• **Your instructions**:
In the data below, one line contains "box: [136, 117, 411, 180]" and a later one contains "positive clicks: (279, 123)". Print both, with every line between them, exactly and alone.

• **Excerpted records**:
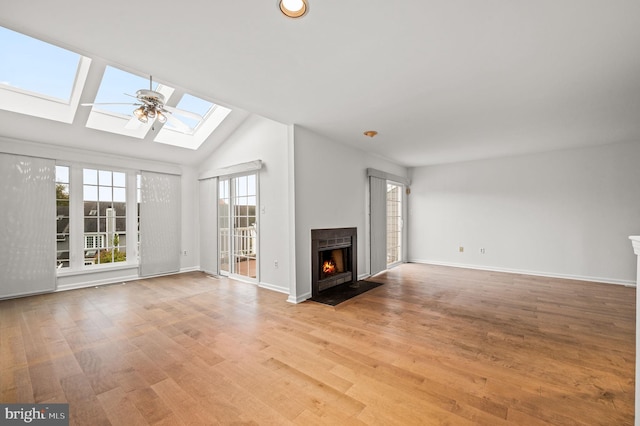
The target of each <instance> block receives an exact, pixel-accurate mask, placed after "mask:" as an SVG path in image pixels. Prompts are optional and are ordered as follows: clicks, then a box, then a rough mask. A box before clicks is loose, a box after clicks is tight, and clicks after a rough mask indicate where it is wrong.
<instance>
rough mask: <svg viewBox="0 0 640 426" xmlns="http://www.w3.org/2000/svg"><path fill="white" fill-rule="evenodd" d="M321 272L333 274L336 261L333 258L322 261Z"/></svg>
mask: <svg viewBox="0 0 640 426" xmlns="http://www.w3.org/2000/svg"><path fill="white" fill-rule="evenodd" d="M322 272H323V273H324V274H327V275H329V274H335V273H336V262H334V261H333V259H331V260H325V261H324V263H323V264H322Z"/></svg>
==
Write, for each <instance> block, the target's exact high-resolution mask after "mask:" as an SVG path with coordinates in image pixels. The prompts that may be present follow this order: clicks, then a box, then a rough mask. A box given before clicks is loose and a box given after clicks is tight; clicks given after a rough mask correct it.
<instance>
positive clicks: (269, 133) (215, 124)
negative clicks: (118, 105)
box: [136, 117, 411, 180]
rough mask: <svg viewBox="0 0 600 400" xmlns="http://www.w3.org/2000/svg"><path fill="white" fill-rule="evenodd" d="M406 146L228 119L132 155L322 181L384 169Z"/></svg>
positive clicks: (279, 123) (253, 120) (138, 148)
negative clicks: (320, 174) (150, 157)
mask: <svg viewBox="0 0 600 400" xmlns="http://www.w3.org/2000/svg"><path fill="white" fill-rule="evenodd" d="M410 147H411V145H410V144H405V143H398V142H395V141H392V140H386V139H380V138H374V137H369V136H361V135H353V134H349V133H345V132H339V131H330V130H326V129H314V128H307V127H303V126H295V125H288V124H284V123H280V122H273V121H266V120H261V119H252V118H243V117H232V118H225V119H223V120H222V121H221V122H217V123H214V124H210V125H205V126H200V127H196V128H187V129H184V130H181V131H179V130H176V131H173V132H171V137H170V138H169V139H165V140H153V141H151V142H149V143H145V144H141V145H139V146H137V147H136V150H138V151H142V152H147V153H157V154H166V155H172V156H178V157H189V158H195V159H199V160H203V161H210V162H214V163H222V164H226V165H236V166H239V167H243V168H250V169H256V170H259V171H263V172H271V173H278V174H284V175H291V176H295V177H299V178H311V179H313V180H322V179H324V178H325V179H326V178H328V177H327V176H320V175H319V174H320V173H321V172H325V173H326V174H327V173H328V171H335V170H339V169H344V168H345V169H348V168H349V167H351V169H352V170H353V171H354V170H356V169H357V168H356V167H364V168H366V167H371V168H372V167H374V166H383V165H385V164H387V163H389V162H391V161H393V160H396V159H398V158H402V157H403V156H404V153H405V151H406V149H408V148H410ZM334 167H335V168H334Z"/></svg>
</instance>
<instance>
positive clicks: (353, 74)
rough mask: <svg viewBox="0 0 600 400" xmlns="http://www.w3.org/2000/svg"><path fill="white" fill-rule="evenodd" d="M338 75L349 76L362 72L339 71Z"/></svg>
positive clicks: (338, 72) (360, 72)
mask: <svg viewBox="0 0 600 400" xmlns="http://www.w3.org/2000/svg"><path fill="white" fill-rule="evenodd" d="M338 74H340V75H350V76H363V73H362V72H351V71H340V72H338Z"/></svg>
---
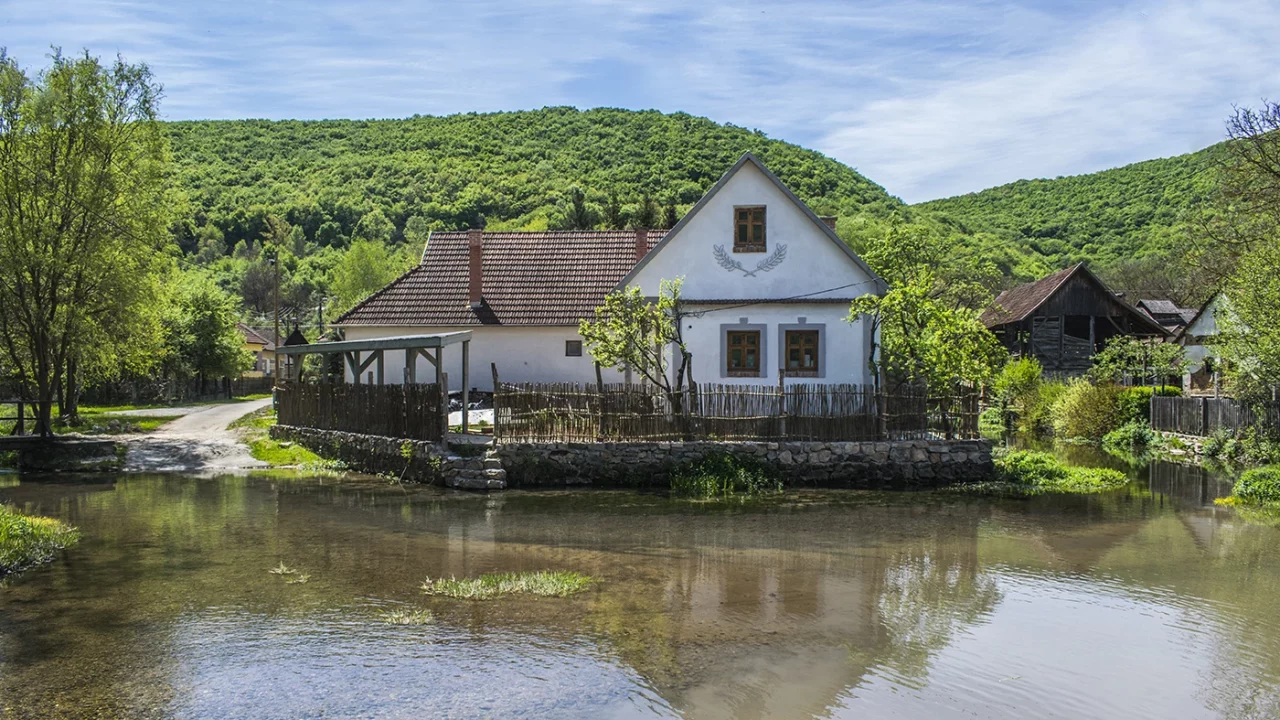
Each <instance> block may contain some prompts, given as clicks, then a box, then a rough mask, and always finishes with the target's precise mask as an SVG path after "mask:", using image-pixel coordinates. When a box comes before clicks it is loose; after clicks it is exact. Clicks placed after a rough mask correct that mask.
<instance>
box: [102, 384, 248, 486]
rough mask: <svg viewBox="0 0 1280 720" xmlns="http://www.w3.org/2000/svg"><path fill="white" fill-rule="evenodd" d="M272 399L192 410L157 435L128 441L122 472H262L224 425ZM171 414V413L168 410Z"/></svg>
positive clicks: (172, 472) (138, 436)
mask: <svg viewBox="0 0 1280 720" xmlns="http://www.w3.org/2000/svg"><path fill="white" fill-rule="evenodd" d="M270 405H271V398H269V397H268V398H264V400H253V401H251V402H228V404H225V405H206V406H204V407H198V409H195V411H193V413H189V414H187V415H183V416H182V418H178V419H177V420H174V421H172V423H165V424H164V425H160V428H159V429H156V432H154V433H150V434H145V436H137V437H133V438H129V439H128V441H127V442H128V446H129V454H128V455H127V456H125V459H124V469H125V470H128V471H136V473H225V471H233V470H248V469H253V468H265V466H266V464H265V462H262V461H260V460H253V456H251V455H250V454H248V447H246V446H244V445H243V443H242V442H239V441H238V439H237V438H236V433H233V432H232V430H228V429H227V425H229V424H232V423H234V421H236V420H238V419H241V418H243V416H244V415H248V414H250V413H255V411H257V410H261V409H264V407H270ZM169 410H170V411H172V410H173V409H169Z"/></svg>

• **Exercise solution**:
box: [136, 117, 411, 180]
rough mask: <svg viewBox="0 0 600 400" xmlns="http://www.w3.org/2000/svg"><path fill="white" fill-rule="evenodd" d="M406 146L228 119L132 155L322 181L384 169Z"/></svg>
positive clicks: (279, 123) (253, 120) (138, 148)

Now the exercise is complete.